REQUIRED TASK
Please put the rows into a JSON list of strings, starting at the very first line and ending at the line that contains "71), (274, 41)]", with one string per line and any blank lines omitted.

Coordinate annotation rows
════
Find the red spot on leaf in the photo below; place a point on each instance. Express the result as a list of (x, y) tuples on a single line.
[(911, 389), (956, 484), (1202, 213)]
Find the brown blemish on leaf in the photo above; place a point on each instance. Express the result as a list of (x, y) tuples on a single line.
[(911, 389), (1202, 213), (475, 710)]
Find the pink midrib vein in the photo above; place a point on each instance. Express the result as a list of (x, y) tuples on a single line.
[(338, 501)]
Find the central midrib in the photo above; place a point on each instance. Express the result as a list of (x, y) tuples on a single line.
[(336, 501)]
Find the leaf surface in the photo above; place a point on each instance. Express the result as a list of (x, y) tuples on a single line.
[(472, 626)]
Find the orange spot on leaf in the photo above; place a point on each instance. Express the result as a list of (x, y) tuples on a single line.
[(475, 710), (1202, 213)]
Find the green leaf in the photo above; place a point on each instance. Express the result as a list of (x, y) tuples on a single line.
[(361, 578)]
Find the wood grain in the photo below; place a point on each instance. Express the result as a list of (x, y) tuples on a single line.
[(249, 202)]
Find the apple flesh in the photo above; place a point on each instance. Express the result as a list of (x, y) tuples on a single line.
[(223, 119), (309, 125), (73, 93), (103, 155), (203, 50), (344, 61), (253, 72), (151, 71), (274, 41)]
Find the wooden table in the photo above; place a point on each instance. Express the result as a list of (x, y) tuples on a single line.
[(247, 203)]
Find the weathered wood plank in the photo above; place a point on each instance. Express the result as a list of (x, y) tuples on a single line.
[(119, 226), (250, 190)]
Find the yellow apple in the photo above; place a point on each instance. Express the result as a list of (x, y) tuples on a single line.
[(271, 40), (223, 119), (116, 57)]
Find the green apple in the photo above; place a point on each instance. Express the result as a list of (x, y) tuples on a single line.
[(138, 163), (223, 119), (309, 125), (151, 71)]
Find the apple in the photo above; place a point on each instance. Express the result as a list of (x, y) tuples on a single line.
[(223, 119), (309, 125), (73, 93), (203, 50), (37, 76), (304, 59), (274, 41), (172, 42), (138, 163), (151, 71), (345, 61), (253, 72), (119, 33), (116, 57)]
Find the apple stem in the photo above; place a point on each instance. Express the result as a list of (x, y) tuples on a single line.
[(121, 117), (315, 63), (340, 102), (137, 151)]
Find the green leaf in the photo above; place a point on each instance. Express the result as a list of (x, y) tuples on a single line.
════
RESULT BELOW
[
  "Find the red spot on leaf in the photo below; place a point on each instance. Express the result as a list of (x, y) tuples on a single line.",
  "[(911, 389), (956, 484), (1202, 213)]",
  "Find the brown blemish on leaf in the photo above; place a point on each instance. Express the result as a list of (x, y) tuples on a single line.",
  "[(911, 389), (1202, 213), (475, 710)]",
  "Find the pink midrib vein in the photo above; place a point on each instance. Express the result as a list of (x, y) tuples on a single line.",
  "[(338, 501)]",
  "Find the central midrib in the photo above; place a point on each instance. Express the result as a list of (x, y) tuples on a single line.",
  "[(336, 501)]",
  "Find the leaf surface in the photo above; place a point on each instance. Express the result as a list of (x, y) tuples on a single line.",
  "[(472, 626)]",
  "Find the orange spot on leaf in the photo above; place a point on each instance. Express the result as a list of (x, y) tuples on a single line.",
  "[(475, 710), (1202, 213)]",
  "Find the green leaf in the photo above; place a point on each instance. Express the result as a list of (x, y) tuples on a single line.",
  "[(361, 578)]",
  "Find the wood grain in the photo below; place a point on each instance. Express the result as a list of (x, y) tuples on a single line.",
  "[(249, 202)]",
  "Find the apple flesh in the photo above; place a point on each instance. Express the result as a list of (x, y) tuples on a single line.",
  "[(223, 119), (309, 125), (73, 93), (103, 155), (203, 50), (344, 61), (253, 72), (151, 71), (274, 41)]"
]